When and if the hiring freeze is erased, agencies will need months and more likely years to raise performance levels. Training takes time. And beyond the education and on-the-job training, it takes practice to develop practical skills and integrate employee efforts in the workflow. These are not “system” issues.

The partnerships could be structured to enable agencies to “borrow” talent from private employers. They could also share training facilities and develop rotational programs.

The fact is, however, that many government problems are more complex than in the typical business.

The shortages also affect the skills new managers need to develop. COVID and working remotely changed the skills needed to be a good manager. It also elevated attention to the importance of managers. That has never been given adequate recognition by federal agencies. The practice of simply adding “supervision” to a job description or performance dimension is a badly failed policy.

The AI-supported work environment shifts the focus to the softer skills like problem solving. However, they cannot be mastered in a classroom or on a website. Becoming a “good” supervisor, for example, requires practice and coaching. Identifying essential skills is only the first step.

[Stored items from a collection]

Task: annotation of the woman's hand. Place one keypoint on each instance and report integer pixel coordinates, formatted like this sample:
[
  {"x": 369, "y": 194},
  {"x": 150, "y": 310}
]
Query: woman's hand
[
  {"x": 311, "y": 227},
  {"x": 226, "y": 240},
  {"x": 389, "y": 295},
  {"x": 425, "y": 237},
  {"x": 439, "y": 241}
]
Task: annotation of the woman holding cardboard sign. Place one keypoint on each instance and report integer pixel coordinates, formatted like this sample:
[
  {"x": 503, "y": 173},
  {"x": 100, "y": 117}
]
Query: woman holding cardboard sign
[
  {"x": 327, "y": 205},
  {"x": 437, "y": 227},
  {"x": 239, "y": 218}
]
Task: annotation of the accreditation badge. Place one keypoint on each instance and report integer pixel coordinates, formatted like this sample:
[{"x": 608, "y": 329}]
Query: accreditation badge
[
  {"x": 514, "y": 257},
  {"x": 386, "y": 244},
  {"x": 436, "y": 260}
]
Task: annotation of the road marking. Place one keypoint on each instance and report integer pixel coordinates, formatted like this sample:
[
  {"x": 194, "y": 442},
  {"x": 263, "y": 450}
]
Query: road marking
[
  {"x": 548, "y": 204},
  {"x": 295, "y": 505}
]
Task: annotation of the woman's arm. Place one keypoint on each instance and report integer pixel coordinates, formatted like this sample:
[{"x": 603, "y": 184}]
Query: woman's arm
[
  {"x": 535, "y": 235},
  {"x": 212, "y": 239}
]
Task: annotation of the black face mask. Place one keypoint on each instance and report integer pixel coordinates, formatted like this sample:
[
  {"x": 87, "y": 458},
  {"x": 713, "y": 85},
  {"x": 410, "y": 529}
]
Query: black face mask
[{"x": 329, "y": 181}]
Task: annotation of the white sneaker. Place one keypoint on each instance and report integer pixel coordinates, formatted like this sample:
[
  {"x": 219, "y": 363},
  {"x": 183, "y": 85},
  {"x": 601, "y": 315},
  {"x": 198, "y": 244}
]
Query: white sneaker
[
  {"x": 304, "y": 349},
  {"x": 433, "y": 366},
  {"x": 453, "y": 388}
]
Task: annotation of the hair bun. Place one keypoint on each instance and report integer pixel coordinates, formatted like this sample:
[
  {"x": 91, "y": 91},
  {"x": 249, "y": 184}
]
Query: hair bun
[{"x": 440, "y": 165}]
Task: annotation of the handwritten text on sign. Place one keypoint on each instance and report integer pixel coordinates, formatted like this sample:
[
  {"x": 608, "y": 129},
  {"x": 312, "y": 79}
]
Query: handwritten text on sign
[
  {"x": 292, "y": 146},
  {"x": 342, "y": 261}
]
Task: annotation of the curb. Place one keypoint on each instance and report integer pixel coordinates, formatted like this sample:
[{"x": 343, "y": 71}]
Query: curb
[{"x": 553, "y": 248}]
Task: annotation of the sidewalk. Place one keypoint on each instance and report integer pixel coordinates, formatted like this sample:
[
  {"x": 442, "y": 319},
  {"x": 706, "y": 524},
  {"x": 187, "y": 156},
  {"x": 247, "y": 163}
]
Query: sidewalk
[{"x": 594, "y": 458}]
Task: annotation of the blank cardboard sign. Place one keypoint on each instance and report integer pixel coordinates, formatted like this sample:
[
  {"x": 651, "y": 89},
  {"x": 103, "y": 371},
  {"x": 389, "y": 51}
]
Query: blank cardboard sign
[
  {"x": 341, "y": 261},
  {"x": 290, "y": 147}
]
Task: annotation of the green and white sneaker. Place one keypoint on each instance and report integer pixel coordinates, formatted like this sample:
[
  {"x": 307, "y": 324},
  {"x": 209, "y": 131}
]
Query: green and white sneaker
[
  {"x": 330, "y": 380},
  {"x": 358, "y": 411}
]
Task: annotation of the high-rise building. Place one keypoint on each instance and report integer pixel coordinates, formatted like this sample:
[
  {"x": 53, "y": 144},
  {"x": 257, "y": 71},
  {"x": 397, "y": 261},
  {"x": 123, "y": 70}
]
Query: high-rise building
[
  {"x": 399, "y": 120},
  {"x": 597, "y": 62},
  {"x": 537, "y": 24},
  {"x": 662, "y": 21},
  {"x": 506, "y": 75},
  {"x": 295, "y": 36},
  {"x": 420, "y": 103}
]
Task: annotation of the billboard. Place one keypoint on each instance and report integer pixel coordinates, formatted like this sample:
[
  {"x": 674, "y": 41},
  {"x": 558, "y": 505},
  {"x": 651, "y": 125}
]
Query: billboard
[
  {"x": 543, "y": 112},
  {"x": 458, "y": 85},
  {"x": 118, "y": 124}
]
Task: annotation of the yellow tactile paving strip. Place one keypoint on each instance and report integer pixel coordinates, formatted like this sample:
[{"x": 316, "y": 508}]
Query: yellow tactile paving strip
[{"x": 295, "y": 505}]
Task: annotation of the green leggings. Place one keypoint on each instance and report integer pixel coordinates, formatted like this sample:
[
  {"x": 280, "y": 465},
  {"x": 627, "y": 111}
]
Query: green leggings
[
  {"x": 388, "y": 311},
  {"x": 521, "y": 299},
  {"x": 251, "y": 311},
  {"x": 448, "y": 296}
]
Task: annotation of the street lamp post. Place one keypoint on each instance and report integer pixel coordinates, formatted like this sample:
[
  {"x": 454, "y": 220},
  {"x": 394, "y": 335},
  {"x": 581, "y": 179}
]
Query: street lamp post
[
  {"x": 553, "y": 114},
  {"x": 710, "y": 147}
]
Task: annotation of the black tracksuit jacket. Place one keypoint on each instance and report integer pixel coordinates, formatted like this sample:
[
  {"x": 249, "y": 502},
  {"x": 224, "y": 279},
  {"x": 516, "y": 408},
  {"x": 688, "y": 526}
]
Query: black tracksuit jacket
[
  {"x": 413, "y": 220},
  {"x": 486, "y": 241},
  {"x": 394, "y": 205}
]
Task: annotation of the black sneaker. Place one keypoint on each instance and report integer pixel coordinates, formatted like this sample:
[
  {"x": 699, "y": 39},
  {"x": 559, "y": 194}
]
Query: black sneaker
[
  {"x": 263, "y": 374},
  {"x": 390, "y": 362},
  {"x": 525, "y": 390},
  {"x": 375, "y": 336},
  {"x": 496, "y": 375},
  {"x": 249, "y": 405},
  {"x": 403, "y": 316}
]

- Action item A -
Write out the part of the passage on federal workforce skills that opens with the words containing "The fact is, however, that" and closes with "the first step.".
- Action item B -
Translate this sentence from the passage on federal workforce skills into Spanish: "The partnerships could be structured to enable agencies to “borrow” talent from private employers."
- Action item C -
Answer these from the passage on federal workforce skills:
(i) Along with developing rotational programs, what could the partnerships share?
(ii) What two things changed the skills needed to be a good manager?
(iii) What does becoming a "good" supervisor require?

- Problem solution A -
The fact is, however, that many government problems are more complex than in the typical business.

The shortages also affect the skills new managers need to develop. COVID and working remotely changed the skills needed to be a good manager. It also elevated attention to the importance of managers. That has never been given adequate recognition by federal agencies. The practice of simply adding “supervision” to a job description or performance dimension is a badly failed policy.

The AI-supported work environment shifts the focus to the softer skills like problem solving. However, they cannot be mastered in a classroom or on a website. Becoming a “good” supervisor, for example, requires practice and coaching. Identifying essential skills is only the first step.

- Problem solution B -
Las asociaciones podrían estructurarse para permitir que las agencias “tomen prestado” talento de empleadores privados.

- Problem solution C -
(i) Training facilities.
(ii) COVID and working remotely.
(iii) Practice and coaching.